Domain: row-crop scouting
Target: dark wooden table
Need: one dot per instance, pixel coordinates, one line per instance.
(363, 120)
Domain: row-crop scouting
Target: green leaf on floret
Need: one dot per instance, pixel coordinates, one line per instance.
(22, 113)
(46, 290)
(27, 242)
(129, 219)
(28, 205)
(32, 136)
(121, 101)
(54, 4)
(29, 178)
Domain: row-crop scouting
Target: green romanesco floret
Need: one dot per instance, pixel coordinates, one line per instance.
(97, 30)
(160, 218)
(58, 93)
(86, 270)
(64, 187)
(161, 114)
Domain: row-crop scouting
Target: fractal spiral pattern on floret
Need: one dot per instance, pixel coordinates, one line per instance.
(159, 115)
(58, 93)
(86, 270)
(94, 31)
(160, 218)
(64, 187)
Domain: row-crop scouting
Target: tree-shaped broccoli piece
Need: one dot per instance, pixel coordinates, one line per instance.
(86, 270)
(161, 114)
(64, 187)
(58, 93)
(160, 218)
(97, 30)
──────────
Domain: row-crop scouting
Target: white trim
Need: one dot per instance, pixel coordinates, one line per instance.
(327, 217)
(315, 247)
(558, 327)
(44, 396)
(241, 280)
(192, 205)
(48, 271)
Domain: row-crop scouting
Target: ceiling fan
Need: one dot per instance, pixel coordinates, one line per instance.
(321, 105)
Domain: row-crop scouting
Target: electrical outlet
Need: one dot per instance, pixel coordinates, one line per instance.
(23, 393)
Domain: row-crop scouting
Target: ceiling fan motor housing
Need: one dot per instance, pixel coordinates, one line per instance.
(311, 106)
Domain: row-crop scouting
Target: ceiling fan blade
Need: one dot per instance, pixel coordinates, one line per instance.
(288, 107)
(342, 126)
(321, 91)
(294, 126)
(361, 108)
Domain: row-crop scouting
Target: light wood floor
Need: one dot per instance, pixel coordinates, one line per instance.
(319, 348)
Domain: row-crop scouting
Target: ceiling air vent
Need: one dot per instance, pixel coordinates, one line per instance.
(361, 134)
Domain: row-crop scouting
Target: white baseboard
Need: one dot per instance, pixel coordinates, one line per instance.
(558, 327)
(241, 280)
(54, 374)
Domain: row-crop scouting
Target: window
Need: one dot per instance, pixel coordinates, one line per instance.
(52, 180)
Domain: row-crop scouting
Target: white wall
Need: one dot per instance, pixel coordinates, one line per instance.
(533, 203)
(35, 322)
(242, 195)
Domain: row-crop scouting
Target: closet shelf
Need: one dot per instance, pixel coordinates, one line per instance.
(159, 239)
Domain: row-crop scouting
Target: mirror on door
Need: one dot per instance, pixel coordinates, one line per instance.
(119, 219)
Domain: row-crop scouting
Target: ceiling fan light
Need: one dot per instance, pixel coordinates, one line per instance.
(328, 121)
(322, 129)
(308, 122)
──────────
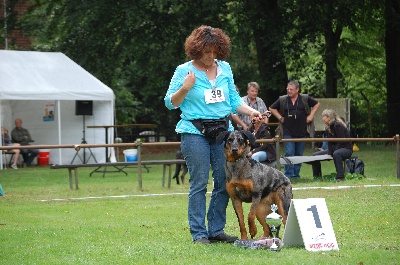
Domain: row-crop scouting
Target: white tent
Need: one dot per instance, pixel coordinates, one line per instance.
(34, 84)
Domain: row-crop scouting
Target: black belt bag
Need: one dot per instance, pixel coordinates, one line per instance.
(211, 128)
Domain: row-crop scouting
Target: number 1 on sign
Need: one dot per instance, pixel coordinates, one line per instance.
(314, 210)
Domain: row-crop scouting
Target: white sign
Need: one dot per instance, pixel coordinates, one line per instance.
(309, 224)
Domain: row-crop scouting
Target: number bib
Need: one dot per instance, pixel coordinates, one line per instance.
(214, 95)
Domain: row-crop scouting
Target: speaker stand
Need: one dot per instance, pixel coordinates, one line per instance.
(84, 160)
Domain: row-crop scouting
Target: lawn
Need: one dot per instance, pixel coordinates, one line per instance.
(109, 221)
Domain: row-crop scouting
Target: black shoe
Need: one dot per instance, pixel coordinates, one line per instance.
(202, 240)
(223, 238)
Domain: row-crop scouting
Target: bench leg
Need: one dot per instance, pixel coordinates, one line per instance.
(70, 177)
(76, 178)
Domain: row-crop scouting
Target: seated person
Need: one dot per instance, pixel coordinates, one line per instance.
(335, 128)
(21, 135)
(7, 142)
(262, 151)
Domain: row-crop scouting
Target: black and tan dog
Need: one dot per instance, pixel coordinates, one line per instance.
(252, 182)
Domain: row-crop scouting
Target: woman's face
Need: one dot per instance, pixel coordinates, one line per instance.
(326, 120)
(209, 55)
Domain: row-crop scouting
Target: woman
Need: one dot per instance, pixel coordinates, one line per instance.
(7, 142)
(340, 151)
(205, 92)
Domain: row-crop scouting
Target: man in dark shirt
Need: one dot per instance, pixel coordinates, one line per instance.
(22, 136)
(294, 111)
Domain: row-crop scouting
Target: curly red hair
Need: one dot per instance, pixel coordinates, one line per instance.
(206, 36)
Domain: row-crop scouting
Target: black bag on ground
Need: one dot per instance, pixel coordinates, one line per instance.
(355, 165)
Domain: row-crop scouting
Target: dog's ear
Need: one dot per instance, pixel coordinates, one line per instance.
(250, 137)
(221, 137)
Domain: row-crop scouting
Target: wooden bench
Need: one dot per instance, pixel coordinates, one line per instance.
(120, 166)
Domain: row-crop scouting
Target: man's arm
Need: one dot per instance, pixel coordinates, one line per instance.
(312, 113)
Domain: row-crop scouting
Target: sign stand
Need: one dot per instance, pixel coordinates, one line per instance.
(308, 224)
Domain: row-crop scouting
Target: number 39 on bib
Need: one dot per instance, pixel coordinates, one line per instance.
──────────
- _REQUEST_:
Find every line in the entries above that contains the string "ceiling" and copy each one. The match is case-sensitive.

- _RESPONSE BELOW_:
Target: ceiling fan
Target: ceiling fan motor housing
Target: ceiling fan blade
Target: ceiling air vent
Target: ceiling fan light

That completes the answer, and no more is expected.